**Problems and tasks**
1 – Name every person the Montanaro article mentions other than Montanaro himself.
2 – In what city did Montanaro die, according to the Montanaro article?
3 – Pull out the passage of the Montanaro article between "Paraguayan politician (1922–2011)" and "a coup d'état.", inclusive.

Minister of the Interior
- In office 1966–1989
- President: Alfredo Stroessner
- Preceded by: Edgar Ynsfrán
- Succeeded by: Orlando Machuca Vargas

Personal details
- Born: 30 July 1922
- Died: 10 September 2011 (aged 89) Asunción, Paraguay

= Sabino Augusto Montanaro =

Paraguayan politician (1922–2011)

Sabino Augusto Montanaro Ciarleti (30 July 1922 – 10 September 2011) was a Paraguayan politician. He served as Minister of the Interior between 1966 and 1989 in Alfredo Stroessner's government. Montanaro was also the first Vice President of the Partido Colorado.

== Political life ==
Montanaro was an influential figure during the Stronato, often mentioned as one of the four closest politicians to Alfredo Stroessner (the so-called "Cuatrinomio de Oro"), and was blamed for many human rights violations. He was the Minister of the Interior from 1966 until 1989, when Stroessner's dictatorship was overthrown in a coup d'état.

**Dataset entries**

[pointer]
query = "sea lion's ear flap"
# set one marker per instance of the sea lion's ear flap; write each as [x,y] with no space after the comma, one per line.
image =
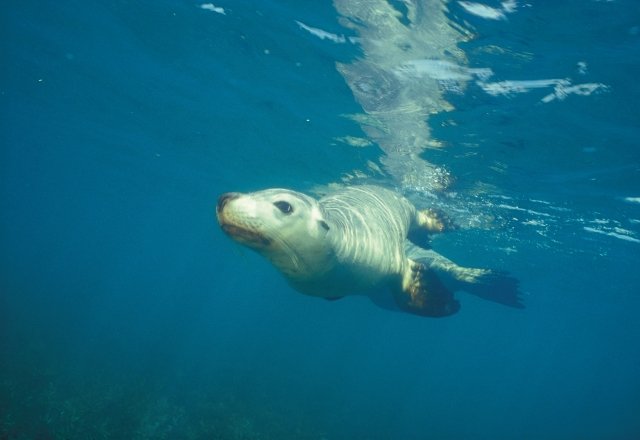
[316,214]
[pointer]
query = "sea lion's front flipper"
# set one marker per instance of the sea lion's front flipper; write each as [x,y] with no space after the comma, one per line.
[424,294]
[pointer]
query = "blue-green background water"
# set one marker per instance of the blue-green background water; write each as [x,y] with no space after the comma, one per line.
[126,313]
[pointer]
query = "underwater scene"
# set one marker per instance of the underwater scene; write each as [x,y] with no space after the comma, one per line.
[138,138]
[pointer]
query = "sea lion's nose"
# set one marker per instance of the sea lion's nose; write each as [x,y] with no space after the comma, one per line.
[224,199]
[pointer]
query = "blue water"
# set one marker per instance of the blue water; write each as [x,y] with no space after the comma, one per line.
[126,313]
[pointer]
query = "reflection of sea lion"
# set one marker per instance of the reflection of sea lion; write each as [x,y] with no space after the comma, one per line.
[353,241]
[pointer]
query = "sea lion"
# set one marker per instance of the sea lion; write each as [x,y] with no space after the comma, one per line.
[353,241]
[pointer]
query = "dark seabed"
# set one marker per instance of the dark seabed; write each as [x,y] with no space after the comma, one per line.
[125,313]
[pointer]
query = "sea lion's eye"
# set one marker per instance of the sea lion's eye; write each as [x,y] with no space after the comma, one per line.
[283,206]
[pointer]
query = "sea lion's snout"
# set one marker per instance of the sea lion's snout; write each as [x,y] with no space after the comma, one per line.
[224,199]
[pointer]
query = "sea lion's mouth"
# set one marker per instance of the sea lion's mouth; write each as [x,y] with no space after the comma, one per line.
[246,236]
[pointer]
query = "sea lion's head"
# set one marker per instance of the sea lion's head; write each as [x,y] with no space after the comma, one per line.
[286,227]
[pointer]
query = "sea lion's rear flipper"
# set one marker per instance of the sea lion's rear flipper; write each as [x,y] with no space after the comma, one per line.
[424,294]
[491,285]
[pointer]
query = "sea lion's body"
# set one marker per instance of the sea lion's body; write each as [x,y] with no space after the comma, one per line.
[352,241]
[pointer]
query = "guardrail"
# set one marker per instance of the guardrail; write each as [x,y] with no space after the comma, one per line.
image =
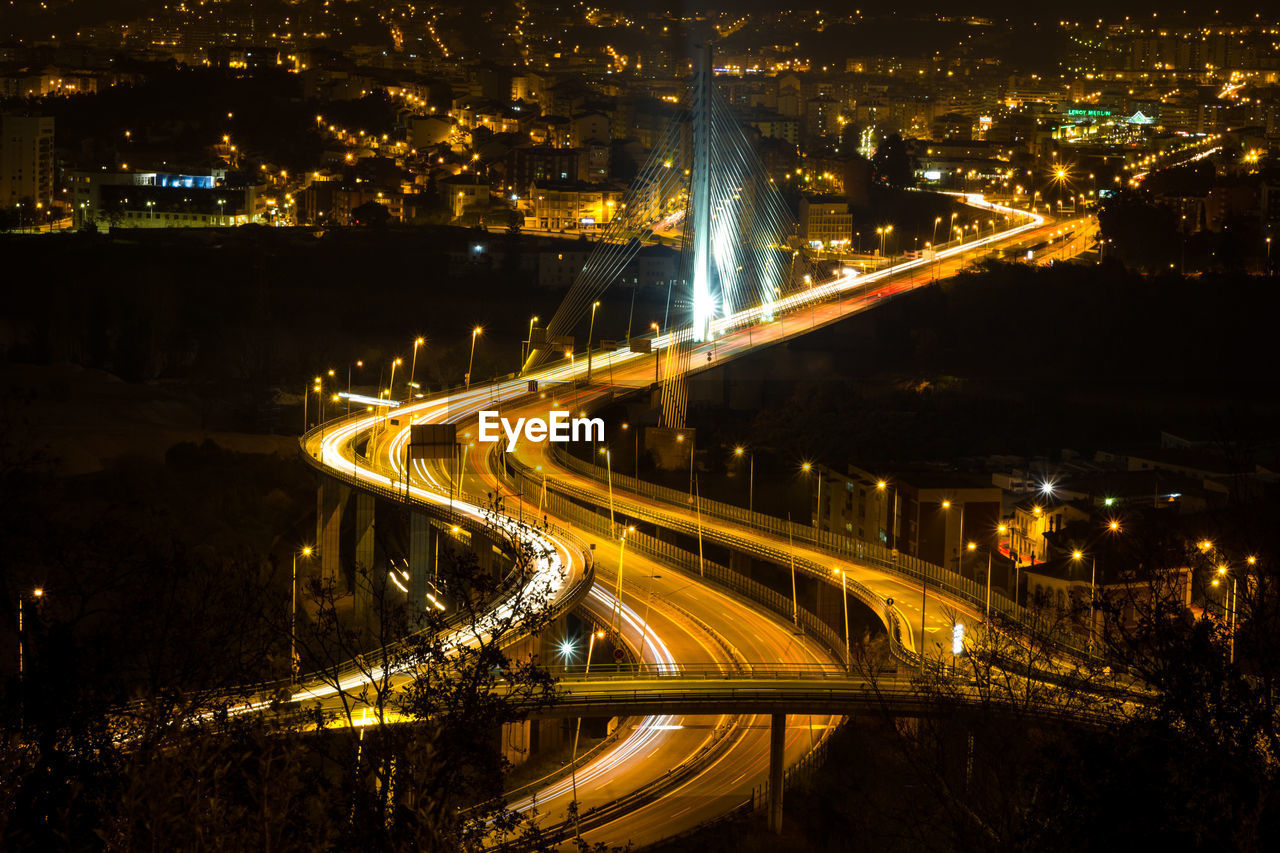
[520,477]
[835,543]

**Answers provided**
1 – Alfredo Stroessner, Edgar Ynsfrán, Orlando Machuca Vargas

2 – Asunción, Paraguay

3 –
Paraguayan politician (1922–2011)

Sabino Augusto Montanaro Ciarleti (30 July 1922 – 10 September 2011) was a Paraguayan politician. He served as Minister of the Interior between 1966 and 1989 in Alfredo Stroessner's government. Montanaro was also the first Vice President of the Partido Colorado.

== Political life ==
Montanaro was an influential figure during the Stronato, often mentioned as one of the four closest politicians to Alfredo Stroessner (the so-called "Cuatrinomio de Oro"), and was blamed for many human rights violations. He was the Minister of the Interior from 1966 until 1989, when Stroessner's dictatorship was overthrown in a coup d'état.